How to complete this task
Keep the pictures out. Copy every line of the listing exactly.

○ ○ ○

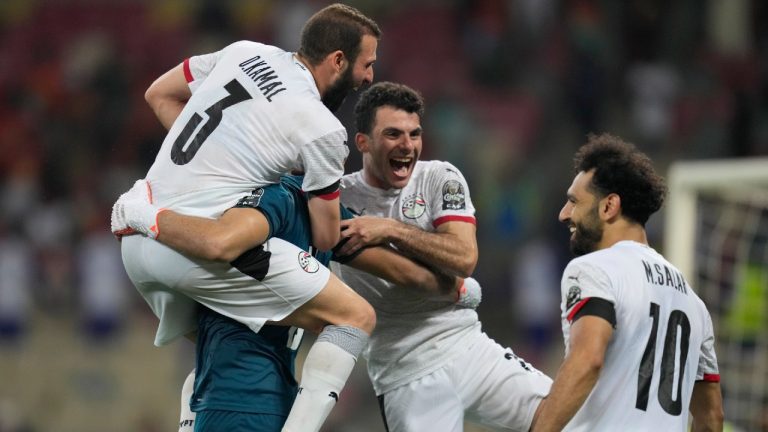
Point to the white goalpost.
(716, 233)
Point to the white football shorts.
(266, 286)
(488, 385)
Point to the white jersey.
(255, 114)
(662, 343)
(414, 335)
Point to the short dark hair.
(398, 96)
(620, 168)
(335, 27)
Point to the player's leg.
(346, 320)
(187, 417)
(229, 421)
(429, 403)
(502, 391)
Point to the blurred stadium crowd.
(512, 88)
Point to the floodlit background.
(512, 89)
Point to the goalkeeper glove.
(470, 294)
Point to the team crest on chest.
(308, 263)
(252, 200)
(574, 296)
(453, 196)
(414, 206)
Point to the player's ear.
(362, 142)
(339, 59)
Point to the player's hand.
(134, 212)
(364, 231)
(470, 294)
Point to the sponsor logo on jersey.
(308, 262)
(574, 296)
(264, 76)
(414, 206)
(453, 196)
(252, 200)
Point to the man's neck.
(632, 232)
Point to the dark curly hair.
(335, 27)
(622, 169)
(398, 96)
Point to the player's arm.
(452, 247)
(222, 239)
(577, 375)
(707, 407)
(168, 95)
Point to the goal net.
(716, 233)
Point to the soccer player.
(238, 119)
(639, 341)
(431, 365)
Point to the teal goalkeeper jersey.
(237, 369)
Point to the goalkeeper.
(246, 378)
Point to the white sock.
(187, 417)
(326, 369)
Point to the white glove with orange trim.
(134, 212)
(470, 294)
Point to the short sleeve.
(197, 68)
(708, 370)
(274, 202)
(451, 201)
(582, 282)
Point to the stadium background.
(512, 88)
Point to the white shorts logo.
(308, 262)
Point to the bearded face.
(586, 232)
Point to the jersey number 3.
(179, 155)
(678, 325)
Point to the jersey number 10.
(179, 156)
(678, 321)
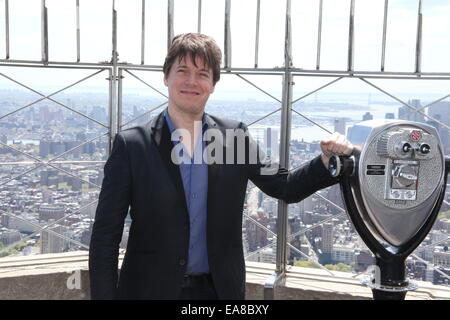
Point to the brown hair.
(195, 45)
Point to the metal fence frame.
(287, 73)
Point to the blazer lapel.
(213, 169)
(161, 136)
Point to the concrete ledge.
(65, 276)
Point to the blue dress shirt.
(195, 182)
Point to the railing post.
(285, 140)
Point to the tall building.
(50, 212)
(50, 242)
(327, 237)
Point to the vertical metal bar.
(285, 136)
(351, 32)
(227, 38)
(170, 9)
(419, 39)
(383, 44)
(112, 131)
(199, 17)
(258, 14)
(319, 35)
(143, 32)
(78, 30)
(113, 79)
(119, 100)
(44, 32)
(7, 27)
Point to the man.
(185, 239)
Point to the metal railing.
(288, 73)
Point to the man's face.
(189, 85)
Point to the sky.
(96, 44)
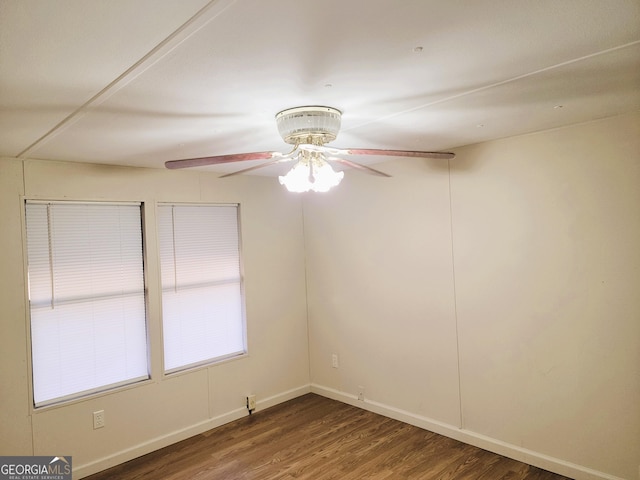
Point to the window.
(86, 298)
(202, 299)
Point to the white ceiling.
(139, 82)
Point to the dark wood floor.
(312, 437)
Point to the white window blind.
(86, 296)
(202, 300)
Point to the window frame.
(215, 360)
(106, 389)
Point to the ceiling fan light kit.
(308, 129)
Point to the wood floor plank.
(312, 437)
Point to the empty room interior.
(432, 211)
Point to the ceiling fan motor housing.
(315, 125)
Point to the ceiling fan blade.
(266, 164)
(398, 153)
(218, 159)
(358, 166)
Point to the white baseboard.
(561, 467)
(182, 434)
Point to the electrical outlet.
(98, 419)
(251, 403)
(334, 360)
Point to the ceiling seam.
(167, 45)
(497, 84)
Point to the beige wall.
(165, 409)
(520, 267)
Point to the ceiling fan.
(308, 129)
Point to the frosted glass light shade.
(317, 176)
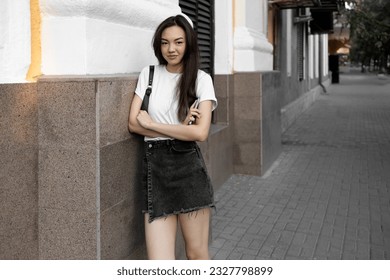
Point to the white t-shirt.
(163, 101)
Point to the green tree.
(370, 33)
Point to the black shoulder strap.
(145, 101)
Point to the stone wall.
(18, 171)
(257, 121)
(69, 166)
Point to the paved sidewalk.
(328, 194)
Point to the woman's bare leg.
(161, 237)
(195, 229)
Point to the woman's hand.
(144, 119)
(192, 115)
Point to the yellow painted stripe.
(36, 51)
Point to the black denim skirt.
(175, 179)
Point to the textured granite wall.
(65, 140)
(18, 171)
(257, 131)
(88, 170)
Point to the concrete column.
(252, 51)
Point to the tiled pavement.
(328, 194)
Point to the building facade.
(69, 167)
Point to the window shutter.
(201, 13)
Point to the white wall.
(252, 51)
(100, 36)
(223, 58)
(15, 40)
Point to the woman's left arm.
(198, 131)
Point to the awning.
(329, 5)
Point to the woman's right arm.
(134, 126)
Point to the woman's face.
(173, 46)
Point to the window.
(201, 13)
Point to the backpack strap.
(145, 101)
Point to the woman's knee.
(199, 252)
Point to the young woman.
(177, 186)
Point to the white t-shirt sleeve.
(142, 83)
(205, 88)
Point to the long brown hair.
(186, 85)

○ ○ ○

Reply
Point to the white goalpost.
(716, 233)
Point to the white football shorts.
(266, 286)
(488, 385)
Point to the white jersey.
(255, 114)
(662, 343)
(414, 335)
Point to the short dark hair.
(398, 96)
(620, 168)
(335, 27)
Point to the player's leg.
(346, 320)
(187, 417)
(229, 421)
(429, 403)
(502, 391)
Point to the blurred stadium crowd.
(512, 88)
Point to the floodlit background.
(512, 89)
Point to the goalkeeper glove.
(470, 294)
Point to the team crest on chest.
(308, 263)
(252, 200)
(574, 296)
(453, 196)
(414, 206)
Point to the player's ear.
(362, 142)
(339, 59)
Point to the player's hand.
(134, 212)
(364, 231)
(470, 294)
Point to the sponsor logo on jersey.
(308, 262)
(574, 296)
(264, 76)
(414, 206)
(453, 196)
(252, 200)
Point to the man's neck.
(632, 232)
Point to the dark curly hair.
(335, 27)
(622, 169)
(398, 96)
Point to the player's arm.
(452, 247)
(222, 239)
(577, 375)
(707, 407)
(168, 95)
Point to the goal net.
(716, 233)
Point to the soccer player.
(238, 119)
(639, 341)
(431, 365)
Point to the teal goalkeeper jersey.
(237, 369)
Point to the goalkeeper.
(246, 378)
Point to the white sock.
(187, 417)
(326, 369)
Point to the white glove with orange trim.
(134, 212)
(470, 294)
Point to the short sleeve.
(197, 68)
(708, 370)
(274, 202)
(451, 201)
(582, 282)
Point to the stadium background.
(512, 88)
Point to the white shorts logo.
(308, 262)
Point to the bearded face.
(586, 232)
Point to the jersey number 3.
(179, 155)
(678, 325)
Point to the jersey number 10.
(179, 156)
(678, 321)
Point to the brown hair.
(195, 45)
Point to the metal fence frame.
(287, 73)
Point to the blazer lapel.
(213, 169)
(161, 136)
Point to the concrete ledge.
(65, 276)
Point to the blue dress shirt.
(195, 182)
Point to the railing post.
(285, 140)
Point to the tall building.
(50, 212)
(50, 242)
(327, 237)
Point to the vertical metal bar.
(285, 136)
(351, 32)
(227, 38)
(170, 9)
(419, 39)
(383, 44)
(112, 131)
(199, 17)
(258, 14)
(319, 35)
(143, 32)
(78, 30)
(113, 79)
(119, 100)
(44, 32)
(7, 27)
Point to the man.
(185, 239)
Point to the metal railing.
(288, 73)
Point to the man's face.
(189, 85)
Point to the sky.
(96, 44)
Point to the window.
(86, 298)
(202, 299)
Point to the white ceiling.
(139, 82)
Point to the dark wood floor.
(312, 437)
Point to the white window blind.
(86, 296)
(202, 300)
Point to the window frame.
(215, 360)
(106, 389)
Point to the ceiling fan light kit.
(308, 129)
Point to the wood floor plank.
(312, 437)
Point to the empty room interior.
(432, 211)
Point to the ceiling fan motor housing.
(315, 125)
Point to the ceiling fan blade.
(266, 164)
(398, 153)
(218, 159)
(358, 166)
Point to the white baseboard.
(561, 467)
(182, 434)
Point to the electrical outlet.
(98, 419)
(251, 403)
(334, 360)
Point to the ceiling seam.
(167, 45)
(497, 84)
Point to the beige wall.
(165, 409)
(520, 267)
Point to the ceiling fan.
(308, 129)
Point to the frosted glass light shade.
(317, 176)
Point to the white t-shirt.
(163, 101)
Point to the green tree.
(370, 33)
Point to the black shoulder strap.
(145, 101)
Point to the stone wall.
(18, 171)
(257, 121)
(69, 166)
Point to the paved sidewalk.
(328, 194)
Point to the woman's bare leg.
(161, 237)
(195, 229)
Point to the woman's hand.
(144, 119)
(192, 115)
Point to the yellow painted stripe.
(36, 51)
Point to the black denim skirt.
(175, 179)
Point to the textured granite wall.
(65, 140)
(18, 171)
(257, 131)
(88, 170)
Point to the concrete column.
(252, 51)
Point to the tiled pavement.
(328, 194)
Point to the building facade.
(69, 167)
Point to the window shutter.
(201, 13)
Point to the white wall.
(252, 51)
(100, 36)
(223, 58)
(15, 40)
Point to the woman's left arm.
(198, 131)
Point to the awning.
(329, 5)
Point to the woman's right arm.
(134, 126)
Point to the woman's face.
(173, 46)
Point to the window.
(201, 13)
Point to the backpack strap.
(145, 101)
Point to the woman's knee.
(199, 252)
Point to the young woman.
(177, 186)
Point to the white t-shirt sleeve.
(142, 83)
(205, 88)
Point to the long brown hair.
(186, 85)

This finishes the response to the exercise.